Testo fornito:
....................

Thursday, March 27, 2008

Praia do Forte

Praia do Forte

Risaliamo sul pullman. La guida spiega le cose e racconta alcune curiosità, ma in lingua portoghese e in spagnolo. Capisco poco e nulla.
Praia do Forte si presenta come un incantevole villaggio tropicale, una cittadella con boutiques, ristoranti, hotel, lussuose pousadas (pensioni), residence, strutture ricettive e di svago per una clientela benestante che circondano una zona della costa dove si trova un vecchio forte. All’interno di questa meravigliosa valva verde è racchiusa la preziosa perla: il centro sede del progetto Tamar. Si tratta di una stazione di ripopolamento dedicato allo studio della testuggine marina al fine di favorirne la riproduzione (La sigla che lo individua è ricavata appunto dai due termini: “Tartarughe” “marine”). Questo rettile è infatti a rischio di estinzione – come tanti altri animali – per i soliti, drammatici problemi legati alla presenza dell’uomo: inquinamento, progressiva degradazione e depauperamento degli ambienti marini, riduzione degli habitat naturali costieri necessari alla tartaruga per la deposizione delle uova. Esistono 6 specie di testuggini marine, di cui 4 sono autoctone, cioè presenti nei mari del Brasile.

....................

Dati forniti:
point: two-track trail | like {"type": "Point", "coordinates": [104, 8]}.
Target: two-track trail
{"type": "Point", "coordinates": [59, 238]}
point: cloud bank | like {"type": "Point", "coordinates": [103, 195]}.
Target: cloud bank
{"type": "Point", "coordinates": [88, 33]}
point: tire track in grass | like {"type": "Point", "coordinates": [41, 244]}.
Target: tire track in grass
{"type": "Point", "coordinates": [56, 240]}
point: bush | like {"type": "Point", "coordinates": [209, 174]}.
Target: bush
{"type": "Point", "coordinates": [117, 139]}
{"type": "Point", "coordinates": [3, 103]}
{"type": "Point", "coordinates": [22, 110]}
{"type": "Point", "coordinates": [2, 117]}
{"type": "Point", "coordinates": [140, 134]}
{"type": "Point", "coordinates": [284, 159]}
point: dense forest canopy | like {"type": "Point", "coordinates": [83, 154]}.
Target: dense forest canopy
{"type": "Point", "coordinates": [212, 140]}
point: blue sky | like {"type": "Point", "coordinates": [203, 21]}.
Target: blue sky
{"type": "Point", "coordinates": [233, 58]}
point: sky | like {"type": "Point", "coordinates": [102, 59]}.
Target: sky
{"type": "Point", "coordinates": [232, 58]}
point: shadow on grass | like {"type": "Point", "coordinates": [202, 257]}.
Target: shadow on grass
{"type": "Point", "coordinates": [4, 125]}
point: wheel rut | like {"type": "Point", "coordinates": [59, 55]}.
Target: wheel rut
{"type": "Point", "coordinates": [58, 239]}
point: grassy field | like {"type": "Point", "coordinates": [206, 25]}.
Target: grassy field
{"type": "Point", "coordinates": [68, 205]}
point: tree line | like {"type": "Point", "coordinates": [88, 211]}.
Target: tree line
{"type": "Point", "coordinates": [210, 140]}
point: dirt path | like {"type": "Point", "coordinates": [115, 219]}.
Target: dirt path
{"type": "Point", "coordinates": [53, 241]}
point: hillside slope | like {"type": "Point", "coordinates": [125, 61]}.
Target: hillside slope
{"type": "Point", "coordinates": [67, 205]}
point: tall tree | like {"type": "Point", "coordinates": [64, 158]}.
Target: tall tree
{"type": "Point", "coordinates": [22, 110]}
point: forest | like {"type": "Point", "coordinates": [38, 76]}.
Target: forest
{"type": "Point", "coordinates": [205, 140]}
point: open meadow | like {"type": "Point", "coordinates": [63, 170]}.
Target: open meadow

....................

Consegna 1:
Rispondi alle seguenti domande sul testo dedicato a Praia do Forte.
(a) In quali lingue la guida spiega le cose sul pullman?
(b) Da quali due termini è ricavata la sigla del progetto Tamar?
(c) Quante specie di testuggini marine esistono e quante di esse sono autoctone?
Consegna 2: Ricopia parola per parola il passo del testo su Praia do Forte che comincia con "Thursday, March 27, 2008" e prosegue fino a "poco e nulla.".

Risposta 1:
(a) La guida parla in portoghese e in spagnolo.
(b) La sigla è ricavata dai termini "Tartarughe" e "marine".
(c) Esistono 6 specie di testuggini marine, e 4 di esse sono autoctone, cioè presenti nei mari del Brasile.

Risposta 2:
Thursday, March 27, 2008

Praia do Forte

Praia do Forte

Risaliamo sul pullman. La guida spiega le cose e racconta alcune curiosità, ma in lingua portoghese e in spagnolo. Capisco poco e nulla.